Testo fornito →
Significa che il problema è la democrazia e non la propaganda (che in democrazia esiste, e ad arginarla è l’informazione). Vuol dire, paradossalmente, che c’è sempre più bisogno di chi decostruisce i proclami, di chi smonta il discorso dominante, di chi lavora sul fact-checking, di chi condivide le fonti.

E se c’è un deficit di democrazia, bisogna riflettere tanto sul giornalismo quanto sul capitalismo digitale che accumula profitto grazie alle bufale e a tutto il sistema di clickbaiting, che non riguarda solo i social o i siti considerati inaffidabili, ma che tira in ballo anche e soprattutto i media mainstream.

Le fake news ci sono da tempo, tanto quanto quelle reali. È la narrazione fake a descriverle come un fenomeno recentissimo, senza passato, venuto dal nulla e strettamente connesso ai social.

I social ne hanno cambiano la diffusione, la circolazione e quindi l’impatto sociale. Il problema non sono le notizie finte, ma la delegittimazione delle notizie, la confusione tra propaganda e verità, la diffusione di allarmi-sicurezza come strada di legittimazione del controllo.

A quel punto, fino a dove dovrebbe spingersi il controllo e dove inizierebbe la censura? Come si fa a vietare le menzogne per legge?

La fallacia del regime di post-verità e delle sue narrazioni è presto svelata. E le fake news non sono la vera minaccia. Lo è più la politica falsa e la fake informazione.

Dati registrati →
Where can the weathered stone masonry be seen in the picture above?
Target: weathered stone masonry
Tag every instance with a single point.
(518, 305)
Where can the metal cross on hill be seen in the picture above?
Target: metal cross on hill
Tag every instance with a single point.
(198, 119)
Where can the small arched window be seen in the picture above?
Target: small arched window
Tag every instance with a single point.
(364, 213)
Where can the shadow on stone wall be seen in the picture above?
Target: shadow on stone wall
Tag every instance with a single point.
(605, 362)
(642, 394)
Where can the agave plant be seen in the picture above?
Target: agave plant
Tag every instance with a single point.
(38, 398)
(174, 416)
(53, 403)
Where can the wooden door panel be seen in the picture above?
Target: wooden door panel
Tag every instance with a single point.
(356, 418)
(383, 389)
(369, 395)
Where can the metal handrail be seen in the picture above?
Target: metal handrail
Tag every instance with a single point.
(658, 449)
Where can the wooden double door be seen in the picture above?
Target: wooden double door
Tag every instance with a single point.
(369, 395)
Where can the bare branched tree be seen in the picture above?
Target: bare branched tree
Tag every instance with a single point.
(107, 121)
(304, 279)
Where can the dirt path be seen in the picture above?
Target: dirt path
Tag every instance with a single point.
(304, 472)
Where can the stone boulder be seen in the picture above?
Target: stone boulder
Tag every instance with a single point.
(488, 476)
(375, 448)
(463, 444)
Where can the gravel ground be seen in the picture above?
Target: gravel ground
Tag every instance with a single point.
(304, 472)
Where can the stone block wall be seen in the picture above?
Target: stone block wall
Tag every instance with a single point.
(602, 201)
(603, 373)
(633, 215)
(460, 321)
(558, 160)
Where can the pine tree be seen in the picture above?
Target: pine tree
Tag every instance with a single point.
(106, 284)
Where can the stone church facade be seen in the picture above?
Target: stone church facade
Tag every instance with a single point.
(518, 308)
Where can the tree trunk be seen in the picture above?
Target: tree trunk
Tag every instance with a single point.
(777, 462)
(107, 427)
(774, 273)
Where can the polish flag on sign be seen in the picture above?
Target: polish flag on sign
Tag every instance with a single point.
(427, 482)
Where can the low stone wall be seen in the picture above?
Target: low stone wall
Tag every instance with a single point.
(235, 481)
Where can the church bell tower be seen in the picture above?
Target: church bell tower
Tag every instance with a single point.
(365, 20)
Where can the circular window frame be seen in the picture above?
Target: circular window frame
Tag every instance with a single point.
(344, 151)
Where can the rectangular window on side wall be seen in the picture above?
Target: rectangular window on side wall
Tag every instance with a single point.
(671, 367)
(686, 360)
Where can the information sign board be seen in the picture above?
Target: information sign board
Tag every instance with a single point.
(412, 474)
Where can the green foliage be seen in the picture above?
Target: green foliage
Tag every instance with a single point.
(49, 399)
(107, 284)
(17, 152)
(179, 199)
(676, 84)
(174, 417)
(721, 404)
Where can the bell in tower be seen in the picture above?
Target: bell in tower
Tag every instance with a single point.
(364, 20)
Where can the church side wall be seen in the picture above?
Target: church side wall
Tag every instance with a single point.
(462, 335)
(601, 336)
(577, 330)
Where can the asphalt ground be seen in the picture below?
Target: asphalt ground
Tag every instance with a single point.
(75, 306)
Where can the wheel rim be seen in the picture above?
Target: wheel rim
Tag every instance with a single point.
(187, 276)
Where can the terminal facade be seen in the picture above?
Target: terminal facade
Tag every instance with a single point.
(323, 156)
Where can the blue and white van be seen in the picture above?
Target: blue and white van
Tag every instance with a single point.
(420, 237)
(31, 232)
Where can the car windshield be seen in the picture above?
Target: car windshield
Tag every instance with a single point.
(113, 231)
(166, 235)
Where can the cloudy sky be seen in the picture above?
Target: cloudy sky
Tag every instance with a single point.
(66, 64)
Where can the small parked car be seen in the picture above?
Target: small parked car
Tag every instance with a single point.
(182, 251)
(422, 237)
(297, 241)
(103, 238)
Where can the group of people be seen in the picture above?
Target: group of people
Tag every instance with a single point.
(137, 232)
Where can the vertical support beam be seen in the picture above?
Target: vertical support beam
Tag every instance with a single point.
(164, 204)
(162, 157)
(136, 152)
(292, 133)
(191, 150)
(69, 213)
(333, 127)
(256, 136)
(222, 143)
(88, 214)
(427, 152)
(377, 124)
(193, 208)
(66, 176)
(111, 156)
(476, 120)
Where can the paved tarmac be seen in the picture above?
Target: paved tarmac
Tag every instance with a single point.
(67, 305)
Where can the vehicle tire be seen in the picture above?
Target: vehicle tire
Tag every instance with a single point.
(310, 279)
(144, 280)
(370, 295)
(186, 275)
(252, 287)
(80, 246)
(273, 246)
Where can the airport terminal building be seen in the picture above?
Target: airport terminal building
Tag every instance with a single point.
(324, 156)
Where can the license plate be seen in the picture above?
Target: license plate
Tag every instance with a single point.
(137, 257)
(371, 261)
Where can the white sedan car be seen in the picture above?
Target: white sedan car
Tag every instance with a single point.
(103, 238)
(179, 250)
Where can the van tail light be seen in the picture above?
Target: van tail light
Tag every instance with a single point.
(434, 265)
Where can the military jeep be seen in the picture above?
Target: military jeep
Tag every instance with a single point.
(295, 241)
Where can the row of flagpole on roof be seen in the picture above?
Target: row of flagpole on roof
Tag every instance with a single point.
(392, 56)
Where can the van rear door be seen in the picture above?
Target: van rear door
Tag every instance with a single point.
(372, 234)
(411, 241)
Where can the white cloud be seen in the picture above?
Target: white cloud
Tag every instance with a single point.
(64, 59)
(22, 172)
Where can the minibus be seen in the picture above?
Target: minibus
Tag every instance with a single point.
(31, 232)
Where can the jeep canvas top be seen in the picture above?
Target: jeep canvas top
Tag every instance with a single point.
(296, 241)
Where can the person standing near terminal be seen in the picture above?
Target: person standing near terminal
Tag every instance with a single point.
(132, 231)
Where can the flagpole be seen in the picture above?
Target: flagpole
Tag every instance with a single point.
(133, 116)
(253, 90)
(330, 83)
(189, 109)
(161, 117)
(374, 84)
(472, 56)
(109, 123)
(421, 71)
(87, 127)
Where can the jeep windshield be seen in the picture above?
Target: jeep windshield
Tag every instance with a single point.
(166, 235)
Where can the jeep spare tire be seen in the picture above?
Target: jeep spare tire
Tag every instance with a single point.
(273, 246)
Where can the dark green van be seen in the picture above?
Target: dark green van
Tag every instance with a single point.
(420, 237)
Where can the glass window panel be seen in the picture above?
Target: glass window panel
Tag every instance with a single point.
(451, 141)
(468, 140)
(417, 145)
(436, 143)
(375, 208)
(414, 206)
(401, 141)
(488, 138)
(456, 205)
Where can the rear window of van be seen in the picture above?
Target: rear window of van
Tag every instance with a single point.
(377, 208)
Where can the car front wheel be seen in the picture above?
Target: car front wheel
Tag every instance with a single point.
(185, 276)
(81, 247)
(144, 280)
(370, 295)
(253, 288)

* * *

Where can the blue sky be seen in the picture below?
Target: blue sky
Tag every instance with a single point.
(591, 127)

---

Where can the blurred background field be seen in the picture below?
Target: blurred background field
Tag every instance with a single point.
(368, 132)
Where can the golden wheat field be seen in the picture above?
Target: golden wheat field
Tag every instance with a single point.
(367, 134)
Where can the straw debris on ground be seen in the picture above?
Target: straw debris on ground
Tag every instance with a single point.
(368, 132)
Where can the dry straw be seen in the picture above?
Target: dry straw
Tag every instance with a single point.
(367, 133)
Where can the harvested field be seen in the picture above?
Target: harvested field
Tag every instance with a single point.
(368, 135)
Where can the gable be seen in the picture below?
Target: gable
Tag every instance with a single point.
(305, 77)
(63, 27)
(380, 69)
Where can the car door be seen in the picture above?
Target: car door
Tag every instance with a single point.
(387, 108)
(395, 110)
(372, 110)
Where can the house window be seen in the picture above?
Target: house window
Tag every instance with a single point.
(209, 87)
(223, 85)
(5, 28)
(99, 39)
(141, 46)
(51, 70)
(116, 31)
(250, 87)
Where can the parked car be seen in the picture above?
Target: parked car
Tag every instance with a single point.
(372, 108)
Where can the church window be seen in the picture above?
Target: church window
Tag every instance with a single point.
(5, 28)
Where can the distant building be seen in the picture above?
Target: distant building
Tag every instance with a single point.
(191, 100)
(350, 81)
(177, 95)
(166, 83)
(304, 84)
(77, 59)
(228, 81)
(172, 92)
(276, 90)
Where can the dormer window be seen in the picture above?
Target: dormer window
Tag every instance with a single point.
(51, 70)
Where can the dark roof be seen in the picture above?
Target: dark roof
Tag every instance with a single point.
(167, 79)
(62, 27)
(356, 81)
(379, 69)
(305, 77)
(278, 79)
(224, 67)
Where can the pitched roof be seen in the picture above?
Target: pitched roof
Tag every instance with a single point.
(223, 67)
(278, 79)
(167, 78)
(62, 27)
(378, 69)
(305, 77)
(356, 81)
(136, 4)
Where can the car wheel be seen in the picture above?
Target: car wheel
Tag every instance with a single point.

Compiti da svolgere →
1. Trascrivi parola per parola il passo del testo sulle fake news che comincia con le parole "Significa che il" e termina con "condivide le fonti.".
2. Secondo il testo sulle fake news, che cosa argina la propaganda in democrazia?
3. Riassumi in due frasi il testo sulle fake news.
I record riportati qui sopra non hanno alcun legame con il testo.

Risultati in ordine →
1.
Significa che il problema è la democrazia e non la propaganda (che in democrazia esiste, e ad arginarla è l’informazione). Vuol dire, paradossalmente, che c’è sempre più bisogno di chi decostruisce i proclami, di chi smonta il discorso dominante, di chi lavora sul fact-checking, di chi condivide le fonti.

2. L'informazione.

3. Le fake news esistono da tempo e i social ne hanno cambiato la diffusione, ma il vero problema è la delegittimazione delle notizie e la confusione tra propaganda e verità. Per questo serve sempre più chi smonta il discorso dominante, fa fact-checking e condivide le fonti, e bisogna riflettere sul giornalismo e sul capitalismo digitale che trae profitto dalle bufale.